• _Ordem de serviço 1_:
Segundo o trecho sobre Dantas e a Satiagraha, quem conduziu a Satiagraha?
• _Ordem de serviço 2_:
Dê continuidade ao trecho sobre Dantas e a Satiagraha a partir da última frase apresentada.

• _Trecho fornecido_:

------------------------------------------------

No caso de temas complexos – como os jurídicos – o formalismo e a
complexidade dos temas facilitam o uso da discricionariedade. Qualquer
suspeita a respeito do comportamento dos agentes pode ser debitada a uma
suposta campanha difamatória dos “inimigos”. E com a mídia
majoritariamente a favor, reduz a possibilidade de denúncias ou
escândalos sobre as posições pró-Dantas.
É o que explica os contratos de Antonio Fernando com a Brasil Telecom
jamais terem recebido a devida cobertura da mídia. Não foi denunciado
pelo PT, para não expor ainda mais suas ligações com o banqueiro. Foi
poupado pela mídia – que se alinhou pesadamente a Dantas. E foi blindado
amplamente pela ala Serra dentro do PSDB.
Com a anulação completa dos freios e contrapesos, Antonio Fernando viu-se à vontade para negociar com a Brasil Telecom.
De seu lado, todas as últimas atitudes de Gurgel de alguma forma vão
ao encontro dos interesses do banqueiro. Foi assim na tentativa de
convencer Valério a envolver Lula nos negócios com a Portugal Telecom. E
também na decisão recente de solicitar a quebra de sigilo do delegado
Protógenes Queiroz – que conduziu a Satiagraha – e do empresário Luiz
Roberto Demarco – bancado pela Telecom Itália para combater Dantas,
mudando completamente em relação à sua posição anterior.
A quebra do sigilo será relevante para colocar os pingos nos iis,
comprovar se houve de fato a compra de jornalistas e de policiais e,
caso tenha ocorrido, revelar os nomes ou interromper de vez esse jogo de
ameaças. Mas é evidente que o o resultado maior foi fortalecer as teses
de Dantas junto ao STF, de que a Satiagraha não passou de um
instrumento dos adversários comerciais. Foi um advogado de Dantas – o
ex-Procurador Geral Aristisdes Junqueira – quem convenceu Gurgel a mudar
de posição.

------------------------------------------------

• _Os dados_:
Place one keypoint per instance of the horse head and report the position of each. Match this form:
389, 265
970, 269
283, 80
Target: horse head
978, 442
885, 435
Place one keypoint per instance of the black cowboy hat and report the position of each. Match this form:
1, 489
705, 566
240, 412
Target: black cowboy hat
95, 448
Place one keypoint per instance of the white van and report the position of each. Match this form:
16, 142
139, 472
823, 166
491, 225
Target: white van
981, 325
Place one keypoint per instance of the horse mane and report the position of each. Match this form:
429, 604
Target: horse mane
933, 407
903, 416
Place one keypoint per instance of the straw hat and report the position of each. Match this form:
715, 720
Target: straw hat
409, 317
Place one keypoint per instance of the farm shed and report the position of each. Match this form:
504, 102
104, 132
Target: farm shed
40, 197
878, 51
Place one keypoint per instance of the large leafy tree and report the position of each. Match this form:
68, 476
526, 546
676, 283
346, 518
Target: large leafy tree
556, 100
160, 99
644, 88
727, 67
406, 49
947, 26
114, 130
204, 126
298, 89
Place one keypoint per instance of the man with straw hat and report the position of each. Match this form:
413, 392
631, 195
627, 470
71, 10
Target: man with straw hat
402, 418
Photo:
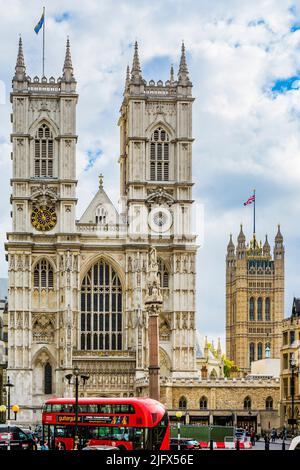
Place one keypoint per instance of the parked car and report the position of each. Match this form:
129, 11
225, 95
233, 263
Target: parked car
295, 444
38, 431
185, 443
242, 435
110, 448
16, 438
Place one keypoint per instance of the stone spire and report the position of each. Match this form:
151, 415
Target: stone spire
279, 248
153, 303
127, 80
279, 237
136, 73
206, 348
230, 247
68, 67
230, 243
241, 237
266, 247
219, 349
100, 181
183, 73
241, 246
20, 64
172, 74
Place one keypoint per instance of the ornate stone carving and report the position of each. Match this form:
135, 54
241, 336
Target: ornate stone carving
44, 195
43, 328
160, 196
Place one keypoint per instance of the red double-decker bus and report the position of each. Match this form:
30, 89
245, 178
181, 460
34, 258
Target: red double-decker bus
127, 423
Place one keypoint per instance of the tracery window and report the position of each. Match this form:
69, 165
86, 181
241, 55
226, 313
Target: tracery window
43, 152
163, 273
251, 309
182, 403
101, 309
268, 309
259, 309
159, 155
259, 351
48, 379
101, 215
43, 275
269, 403
203, 403
251, 352
247, 403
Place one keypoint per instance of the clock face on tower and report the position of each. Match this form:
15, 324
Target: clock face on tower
43, 218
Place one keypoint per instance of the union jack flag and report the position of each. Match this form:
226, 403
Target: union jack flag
250, 200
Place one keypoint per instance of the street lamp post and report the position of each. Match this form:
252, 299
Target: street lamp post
78, 376
178, 416
8, 385
293, 366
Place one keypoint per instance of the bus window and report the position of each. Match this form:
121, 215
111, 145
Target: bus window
56, 408
104, 408
92, 408
157, 434
139, 438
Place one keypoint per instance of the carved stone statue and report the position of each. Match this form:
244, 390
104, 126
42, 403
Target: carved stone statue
153, 281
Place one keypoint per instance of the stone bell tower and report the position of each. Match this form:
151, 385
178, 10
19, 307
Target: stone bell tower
156, 190
254, 299
42, 260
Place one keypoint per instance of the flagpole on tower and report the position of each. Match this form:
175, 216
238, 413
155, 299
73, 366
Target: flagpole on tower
254, 213
44, 42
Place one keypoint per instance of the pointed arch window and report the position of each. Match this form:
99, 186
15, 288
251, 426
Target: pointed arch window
251, 309
43, 152
269, 403
259, 309
252, 352
203, 403
259, 351
101, 215
101, 309
43, 275
163, 273
247, 403
182, 403
159, 155
48, 379
268, 309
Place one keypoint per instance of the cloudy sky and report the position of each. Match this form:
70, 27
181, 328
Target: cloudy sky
244, 61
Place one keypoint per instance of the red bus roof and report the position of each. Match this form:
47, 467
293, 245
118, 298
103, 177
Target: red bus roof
149, 402
150, 411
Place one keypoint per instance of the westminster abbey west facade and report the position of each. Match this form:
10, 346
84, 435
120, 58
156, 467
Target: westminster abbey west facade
77, 287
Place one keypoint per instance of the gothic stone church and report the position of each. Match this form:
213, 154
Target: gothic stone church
77, 287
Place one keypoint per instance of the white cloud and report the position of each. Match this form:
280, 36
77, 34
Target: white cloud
245, 135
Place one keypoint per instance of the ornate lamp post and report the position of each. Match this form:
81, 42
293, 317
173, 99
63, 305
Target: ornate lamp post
293, 367
153, 303
178, 415
8, 385
2, 411
78, 376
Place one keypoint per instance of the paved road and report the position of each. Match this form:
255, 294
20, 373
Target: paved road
260, 445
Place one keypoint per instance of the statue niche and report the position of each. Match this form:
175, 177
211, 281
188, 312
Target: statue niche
43, 329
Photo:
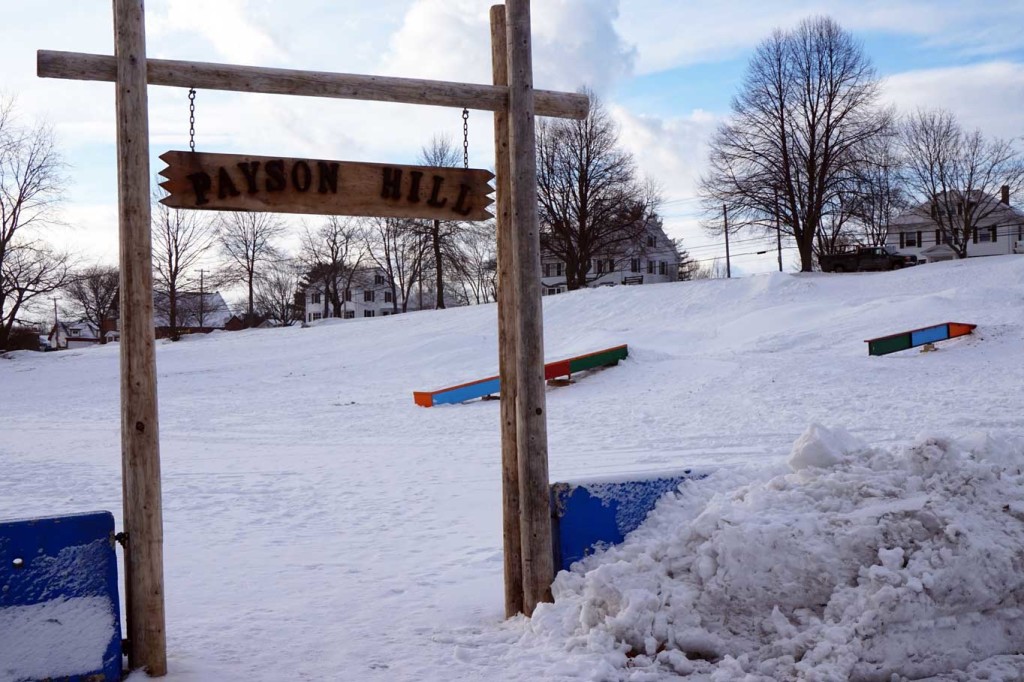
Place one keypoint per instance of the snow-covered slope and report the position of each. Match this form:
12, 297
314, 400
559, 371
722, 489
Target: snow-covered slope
320, 525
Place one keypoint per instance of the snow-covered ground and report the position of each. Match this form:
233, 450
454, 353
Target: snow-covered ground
865, 517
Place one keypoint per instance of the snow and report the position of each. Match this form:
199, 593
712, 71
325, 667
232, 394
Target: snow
862, 519
55, 638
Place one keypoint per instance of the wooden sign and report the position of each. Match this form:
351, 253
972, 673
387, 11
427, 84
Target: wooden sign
232, 182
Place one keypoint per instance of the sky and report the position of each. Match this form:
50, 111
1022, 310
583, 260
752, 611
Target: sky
666, 69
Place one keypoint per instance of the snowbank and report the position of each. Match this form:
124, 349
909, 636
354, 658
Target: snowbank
860, 563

------------------------------------------------

• _Resposta do exercício 1_:
O delegado Protógenes Queiroz.

• _Resposta do exercício 2_:
Com seu gesto, Gurgel coloca sob suspeitas os próprios procuradores
que atuaram não apenas na Satiagraha como na Operação Chacal, que
apurava envolvimento de Dantas com grampos ilegais.
Em seu parecer pela quebra do sigilo, Gurgel mencionou
insistentemente um inquérito italiano que teria apurado irregularidades
da Telecom Itália no Brasil. Na época da Satiagraha, dois procuradores
da República – Anamara Osório (que tocava a ação da Operação Chacal na
qual Dantas era acusado de espionagem) e Rodrigo De Grandis – diziam
claramente que a tentativa de inserir o relatório italiano nos processos
visava sua anulação. Referiam-se expressamente à tentativa do colunista
de Veja, Diogo Mainardi, de levar o inquérito ao juiz
do processo. Anamara acusou a defesa de Dantas de tentar ilegalmente
incluir o CD do relatório no processo.
Dizia a nota do MPF de São Paulo:
“Para as procuradoras brasileiras, a
denúncia na Itália é normal e só confirma o que já havia sido dito nos
autos inúmeras vezes pelo MPF que, a despeito dos crimes cometidos no
Brasil por Dantas e seus aliados e pela TIM, na Itália, “a investigação
privada parecia ser comum entre todos, acusados e seus adversários
comerciais”. Além disso, o MPF não pode se manifestar sobre uma
investigação em outro país, por não poder investigar no exterior, e
vice-versa.
Para o MPF, as alusões da defesa de que a
prova estaria “contaminada” não passam de “meras insinuações”, pois a
prova dos autos brasileiros foi colhida com autorização judicial para
interceptações telefônicas e telemáticas, bem como, busca e apreensão.
Tanto é assim que outro CD entregue à PF, em julho de 2004, por Angelo
Jannone, ex-diretor da TIM, também foi excluído dos autos como prova
após manifestação do MPF, atendendo pedido da defesa de Dantas”.
Agora, é o próprio PGR quem tenta colocar o inquérito no processo que
corre no Supremo e, automaticamente, colocando sob suspeição seus
próprios procuradores.E não se vê um movimento em defesa de seus membros
por parte da ANMP.
Quando a Satiagraha foi anulada no STJ (Superior Tribunal de
Justiça), o Ministério Público Federal recorreu, tanto em Brasília
quanto em São Paulo. Na cúpula, porém, Dantas conseguiu o feito inédito
de sensibilizar quatro dos mais expressivos nomes do Ministério Público
Federal pós-constituinte: os ex-procuradores gerais Antonio Fernando e
Aristides Junqueira (que ele contratou para atuar junto a Roberto
Gurgel), o atual PGR e o ex-procurador e atual presidente do STF Joaquim
Barbosa.
Levará algum tempo para que a poeira abaixe, a penumbra ceda e se
conheçam, em toda sua extensão, as razões objetivas que levaram a esse
alinhamento inédito em favor de Dantas.